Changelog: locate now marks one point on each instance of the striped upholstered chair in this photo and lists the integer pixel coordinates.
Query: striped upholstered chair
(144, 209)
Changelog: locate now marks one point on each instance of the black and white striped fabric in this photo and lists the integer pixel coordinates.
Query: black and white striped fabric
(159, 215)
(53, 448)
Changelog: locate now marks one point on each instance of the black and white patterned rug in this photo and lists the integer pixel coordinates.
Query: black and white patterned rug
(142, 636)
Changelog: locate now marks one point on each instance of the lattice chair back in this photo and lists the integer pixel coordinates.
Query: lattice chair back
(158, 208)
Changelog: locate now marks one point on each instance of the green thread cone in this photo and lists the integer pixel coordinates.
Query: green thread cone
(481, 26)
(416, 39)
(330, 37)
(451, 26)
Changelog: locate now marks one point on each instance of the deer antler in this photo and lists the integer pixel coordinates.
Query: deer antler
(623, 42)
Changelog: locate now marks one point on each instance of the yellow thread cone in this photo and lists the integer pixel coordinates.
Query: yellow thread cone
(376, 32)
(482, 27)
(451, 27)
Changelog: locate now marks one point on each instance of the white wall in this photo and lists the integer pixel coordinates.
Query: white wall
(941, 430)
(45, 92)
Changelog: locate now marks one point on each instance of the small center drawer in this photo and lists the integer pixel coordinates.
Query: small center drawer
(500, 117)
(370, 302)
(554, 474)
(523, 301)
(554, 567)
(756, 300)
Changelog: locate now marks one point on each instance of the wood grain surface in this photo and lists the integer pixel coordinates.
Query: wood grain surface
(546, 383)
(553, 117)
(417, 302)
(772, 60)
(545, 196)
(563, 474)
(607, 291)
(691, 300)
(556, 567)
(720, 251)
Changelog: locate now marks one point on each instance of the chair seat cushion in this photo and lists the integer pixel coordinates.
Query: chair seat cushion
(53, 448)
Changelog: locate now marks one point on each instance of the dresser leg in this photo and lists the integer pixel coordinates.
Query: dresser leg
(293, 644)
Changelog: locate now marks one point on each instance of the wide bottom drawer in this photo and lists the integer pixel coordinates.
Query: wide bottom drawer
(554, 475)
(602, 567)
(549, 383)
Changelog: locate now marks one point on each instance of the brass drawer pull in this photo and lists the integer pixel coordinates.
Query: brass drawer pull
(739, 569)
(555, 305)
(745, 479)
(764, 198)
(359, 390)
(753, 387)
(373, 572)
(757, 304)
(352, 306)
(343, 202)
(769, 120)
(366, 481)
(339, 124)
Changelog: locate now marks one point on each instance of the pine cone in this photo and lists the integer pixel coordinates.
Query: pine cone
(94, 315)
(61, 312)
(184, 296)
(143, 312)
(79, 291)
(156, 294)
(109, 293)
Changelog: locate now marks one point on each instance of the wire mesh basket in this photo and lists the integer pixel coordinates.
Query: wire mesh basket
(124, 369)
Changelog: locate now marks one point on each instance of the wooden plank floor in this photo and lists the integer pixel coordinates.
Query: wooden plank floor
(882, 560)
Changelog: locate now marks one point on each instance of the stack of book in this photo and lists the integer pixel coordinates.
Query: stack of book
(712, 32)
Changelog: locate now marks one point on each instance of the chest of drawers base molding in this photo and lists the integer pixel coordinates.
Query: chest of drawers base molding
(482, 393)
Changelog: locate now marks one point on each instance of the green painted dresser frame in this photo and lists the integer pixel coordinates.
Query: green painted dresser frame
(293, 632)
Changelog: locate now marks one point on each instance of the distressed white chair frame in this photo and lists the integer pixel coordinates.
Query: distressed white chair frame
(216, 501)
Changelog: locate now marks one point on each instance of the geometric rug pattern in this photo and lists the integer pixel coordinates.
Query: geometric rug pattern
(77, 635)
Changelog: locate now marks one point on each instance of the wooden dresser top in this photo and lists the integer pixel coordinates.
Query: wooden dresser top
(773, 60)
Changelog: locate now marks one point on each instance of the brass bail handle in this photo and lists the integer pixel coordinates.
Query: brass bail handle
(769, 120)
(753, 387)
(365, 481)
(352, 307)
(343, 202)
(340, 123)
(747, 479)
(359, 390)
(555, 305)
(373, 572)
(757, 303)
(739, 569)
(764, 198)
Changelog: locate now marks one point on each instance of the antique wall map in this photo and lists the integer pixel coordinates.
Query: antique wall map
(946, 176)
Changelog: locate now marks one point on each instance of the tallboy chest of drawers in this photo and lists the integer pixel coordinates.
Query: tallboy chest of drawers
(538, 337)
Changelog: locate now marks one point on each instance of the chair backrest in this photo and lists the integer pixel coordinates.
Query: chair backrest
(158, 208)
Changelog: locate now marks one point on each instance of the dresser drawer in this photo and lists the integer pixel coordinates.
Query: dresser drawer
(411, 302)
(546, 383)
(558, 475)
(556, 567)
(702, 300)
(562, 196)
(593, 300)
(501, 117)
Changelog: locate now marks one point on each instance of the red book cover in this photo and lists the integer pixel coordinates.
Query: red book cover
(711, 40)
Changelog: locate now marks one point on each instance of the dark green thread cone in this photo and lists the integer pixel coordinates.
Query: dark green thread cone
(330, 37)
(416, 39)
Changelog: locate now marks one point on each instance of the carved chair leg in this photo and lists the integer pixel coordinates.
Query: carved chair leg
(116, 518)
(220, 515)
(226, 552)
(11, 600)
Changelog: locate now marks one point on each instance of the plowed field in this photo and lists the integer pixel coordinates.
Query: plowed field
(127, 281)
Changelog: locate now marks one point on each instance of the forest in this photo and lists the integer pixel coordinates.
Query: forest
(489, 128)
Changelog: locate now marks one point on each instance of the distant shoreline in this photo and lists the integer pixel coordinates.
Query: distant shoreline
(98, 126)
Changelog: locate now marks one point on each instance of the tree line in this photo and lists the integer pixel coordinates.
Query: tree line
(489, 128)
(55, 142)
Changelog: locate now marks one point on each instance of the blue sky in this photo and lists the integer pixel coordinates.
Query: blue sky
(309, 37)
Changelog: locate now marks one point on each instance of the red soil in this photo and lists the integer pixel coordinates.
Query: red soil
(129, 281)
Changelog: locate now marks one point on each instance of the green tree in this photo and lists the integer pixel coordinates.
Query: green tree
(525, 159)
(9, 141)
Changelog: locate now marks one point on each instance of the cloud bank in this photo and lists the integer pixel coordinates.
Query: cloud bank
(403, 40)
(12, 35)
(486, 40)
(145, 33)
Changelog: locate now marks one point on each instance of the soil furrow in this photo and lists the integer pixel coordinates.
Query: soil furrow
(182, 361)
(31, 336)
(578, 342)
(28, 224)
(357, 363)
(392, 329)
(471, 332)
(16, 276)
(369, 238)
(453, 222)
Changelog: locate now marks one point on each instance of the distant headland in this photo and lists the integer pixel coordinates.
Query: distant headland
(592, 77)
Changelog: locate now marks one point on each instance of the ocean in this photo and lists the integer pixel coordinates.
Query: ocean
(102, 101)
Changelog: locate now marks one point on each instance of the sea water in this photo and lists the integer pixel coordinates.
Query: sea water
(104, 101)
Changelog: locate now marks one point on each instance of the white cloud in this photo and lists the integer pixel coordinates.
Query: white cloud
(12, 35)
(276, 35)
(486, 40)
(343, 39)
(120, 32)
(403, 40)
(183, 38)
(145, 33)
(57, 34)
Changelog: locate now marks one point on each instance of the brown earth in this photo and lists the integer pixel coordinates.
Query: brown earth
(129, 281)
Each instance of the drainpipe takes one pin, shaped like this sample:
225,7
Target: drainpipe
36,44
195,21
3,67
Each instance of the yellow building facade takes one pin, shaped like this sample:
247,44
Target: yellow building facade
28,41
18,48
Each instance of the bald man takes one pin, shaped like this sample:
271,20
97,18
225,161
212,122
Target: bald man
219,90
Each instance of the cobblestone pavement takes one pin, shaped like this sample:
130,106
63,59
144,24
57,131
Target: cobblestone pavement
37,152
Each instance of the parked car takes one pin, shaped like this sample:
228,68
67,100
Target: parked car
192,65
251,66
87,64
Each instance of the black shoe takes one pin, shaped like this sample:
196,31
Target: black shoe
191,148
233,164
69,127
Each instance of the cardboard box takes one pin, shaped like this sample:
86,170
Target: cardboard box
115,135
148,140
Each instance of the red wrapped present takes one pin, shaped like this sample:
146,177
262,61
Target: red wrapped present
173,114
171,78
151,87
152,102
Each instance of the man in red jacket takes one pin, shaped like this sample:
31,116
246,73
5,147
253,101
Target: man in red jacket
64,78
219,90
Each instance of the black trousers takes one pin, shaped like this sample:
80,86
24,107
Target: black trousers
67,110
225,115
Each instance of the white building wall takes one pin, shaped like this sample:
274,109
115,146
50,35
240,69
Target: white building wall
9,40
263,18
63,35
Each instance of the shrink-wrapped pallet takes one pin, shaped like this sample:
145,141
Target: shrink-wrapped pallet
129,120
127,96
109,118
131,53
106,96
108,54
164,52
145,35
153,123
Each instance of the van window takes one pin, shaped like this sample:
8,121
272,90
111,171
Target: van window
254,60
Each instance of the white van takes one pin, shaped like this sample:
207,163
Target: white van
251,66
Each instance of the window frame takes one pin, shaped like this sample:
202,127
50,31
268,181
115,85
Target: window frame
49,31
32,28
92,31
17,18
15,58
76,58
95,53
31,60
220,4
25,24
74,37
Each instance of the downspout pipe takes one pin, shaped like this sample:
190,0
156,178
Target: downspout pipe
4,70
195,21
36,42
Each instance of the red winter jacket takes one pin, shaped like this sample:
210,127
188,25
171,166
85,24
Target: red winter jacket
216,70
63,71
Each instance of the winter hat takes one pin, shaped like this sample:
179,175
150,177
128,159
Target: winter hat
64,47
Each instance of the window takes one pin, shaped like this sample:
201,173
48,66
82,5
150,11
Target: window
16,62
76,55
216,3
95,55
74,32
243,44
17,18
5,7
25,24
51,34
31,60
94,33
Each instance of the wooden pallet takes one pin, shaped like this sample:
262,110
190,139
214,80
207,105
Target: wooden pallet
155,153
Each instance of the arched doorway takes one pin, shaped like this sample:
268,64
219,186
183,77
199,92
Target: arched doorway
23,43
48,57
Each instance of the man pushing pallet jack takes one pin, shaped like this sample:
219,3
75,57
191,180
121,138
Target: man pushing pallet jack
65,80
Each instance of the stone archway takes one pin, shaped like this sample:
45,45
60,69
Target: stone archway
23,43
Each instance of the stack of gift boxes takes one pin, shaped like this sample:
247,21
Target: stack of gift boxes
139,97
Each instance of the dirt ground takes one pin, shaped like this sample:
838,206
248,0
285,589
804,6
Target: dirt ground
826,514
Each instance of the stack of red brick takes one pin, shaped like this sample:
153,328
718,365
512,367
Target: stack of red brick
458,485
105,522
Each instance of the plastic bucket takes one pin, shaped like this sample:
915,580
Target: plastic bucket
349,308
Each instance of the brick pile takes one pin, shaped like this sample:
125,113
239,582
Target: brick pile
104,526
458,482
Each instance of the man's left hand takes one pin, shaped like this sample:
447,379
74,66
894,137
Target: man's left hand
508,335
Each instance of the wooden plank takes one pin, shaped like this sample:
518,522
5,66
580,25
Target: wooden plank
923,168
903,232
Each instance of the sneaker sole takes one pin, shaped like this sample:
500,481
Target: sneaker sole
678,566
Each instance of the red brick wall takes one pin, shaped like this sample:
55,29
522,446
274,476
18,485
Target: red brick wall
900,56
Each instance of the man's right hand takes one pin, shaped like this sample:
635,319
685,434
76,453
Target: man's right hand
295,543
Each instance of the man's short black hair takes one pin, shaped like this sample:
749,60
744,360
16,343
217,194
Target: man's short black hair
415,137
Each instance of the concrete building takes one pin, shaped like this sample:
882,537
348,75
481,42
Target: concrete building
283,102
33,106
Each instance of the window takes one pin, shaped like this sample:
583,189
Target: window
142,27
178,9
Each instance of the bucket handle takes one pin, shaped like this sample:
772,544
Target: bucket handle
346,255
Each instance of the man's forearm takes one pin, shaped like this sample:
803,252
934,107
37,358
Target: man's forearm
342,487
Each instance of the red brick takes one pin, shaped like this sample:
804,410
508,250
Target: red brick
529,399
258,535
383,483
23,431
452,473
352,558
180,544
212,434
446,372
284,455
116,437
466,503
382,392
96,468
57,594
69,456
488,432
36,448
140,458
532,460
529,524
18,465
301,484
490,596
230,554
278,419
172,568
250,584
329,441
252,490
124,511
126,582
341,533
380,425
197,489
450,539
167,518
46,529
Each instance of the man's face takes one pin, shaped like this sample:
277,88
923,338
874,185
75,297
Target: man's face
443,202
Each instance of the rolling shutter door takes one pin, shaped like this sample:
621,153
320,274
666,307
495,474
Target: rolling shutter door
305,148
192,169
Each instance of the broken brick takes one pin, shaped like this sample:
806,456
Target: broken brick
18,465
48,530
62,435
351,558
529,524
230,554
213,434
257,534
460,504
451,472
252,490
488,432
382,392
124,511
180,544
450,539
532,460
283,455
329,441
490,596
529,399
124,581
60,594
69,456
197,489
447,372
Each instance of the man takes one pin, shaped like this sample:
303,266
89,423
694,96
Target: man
========================
» **Task details**
Beginning with the very first line of the records above, please retype each line through the one that has "striped fabric in", and add nothing.

» **Exercise result**
Changelog: locate now marks one point on each instance of the striped upholstered chair in this photo and lists the integer pixel coordinates.
Query: striped upholstered chair
(144, 209)
Changelog: locate now marks one point on each instance of the black and white striped fabric in this photo and lists the integer pixel coordinates.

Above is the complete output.